That is very groovy and far out at the same time.  Rockin' that Woodstock vibe.


----------



## TheSin (Jun 11, 2020)

Cool!


----------



## Chuck D. Bones (Jun 11, 2020)

cooder said:


> It looks edible....


I wouldn't recommend it, not RoHS compliant.


----------



## Mcknib (Jun 11, 2020)

Brilliant definitely looks tasty I think that'll start a few conversations


----------



## HamishR (Jun 12, 2020)

Wow.  My son used to produce works like that. Especially if he ate cheetos with milk. Man, that really had knobs on it!


----------



## Gordo (Jun 12, 2020)

Damn, I can't believe how good those boxes look with paint.   Flipping the lid over for a crafty looking base for the win!!


----------



## Chuck D. Bones (Jun 12, 2020)

HamishR said:


> Wow.  My son used to produce works like that. Especially if he ate cheetos with milk. Man, that really had knobs on it!


Thanks for sharing!


----------



## Barry (Jun 12, 2020)

Love the paint job!


----------



## HamishR (Jun 13, 2020)

[DATA ROWS]
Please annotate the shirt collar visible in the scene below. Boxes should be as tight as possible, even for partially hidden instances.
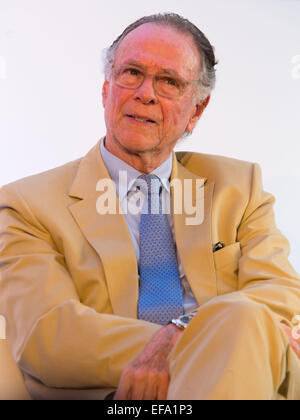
[100,137,173,202]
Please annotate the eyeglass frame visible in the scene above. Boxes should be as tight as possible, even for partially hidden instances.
[111,63,201,99]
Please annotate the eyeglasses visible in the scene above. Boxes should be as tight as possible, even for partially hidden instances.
[112,65,199,99]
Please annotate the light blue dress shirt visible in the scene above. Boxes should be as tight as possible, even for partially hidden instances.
[100,139,198,313]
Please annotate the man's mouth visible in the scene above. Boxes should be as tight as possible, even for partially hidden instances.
[126,114,156,124]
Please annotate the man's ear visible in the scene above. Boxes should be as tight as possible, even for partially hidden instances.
[186,95,210,131]
[102,80,109,108]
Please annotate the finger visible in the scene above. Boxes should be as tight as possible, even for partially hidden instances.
[114,374,131,400]
[143,373,159,401]
[290,338,300,358]
[157,374,170,401]
[130,369,148,401]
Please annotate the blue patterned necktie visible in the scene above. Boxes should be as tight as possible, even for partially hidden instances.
[137,175,183,325]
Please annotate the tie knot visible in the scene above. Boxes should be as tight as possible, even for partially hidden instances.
[136,174,161,197]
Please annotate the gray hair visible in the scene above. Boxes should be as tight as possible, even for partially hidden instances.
[103,13,217,101]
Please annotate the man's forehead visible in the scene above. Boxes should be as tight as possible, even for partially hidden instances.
[116,23,200,76]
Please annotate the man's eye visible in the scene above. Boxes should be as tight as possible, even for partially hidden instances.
[164,77,178,87]
[124,69,140,76]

[EXERCISE TASK] Repeat the forum thread from "Damn, I can't" to "Bones (Jun 12, 2020)", keeping every word unchanged.

[THE ANSWER]
Damn, I can't believe how good those boxes look with paint.   Flipping the lid over for a crafty looking base for the win!!


----------



## Chuck D. Bones (Jun 12, 2020)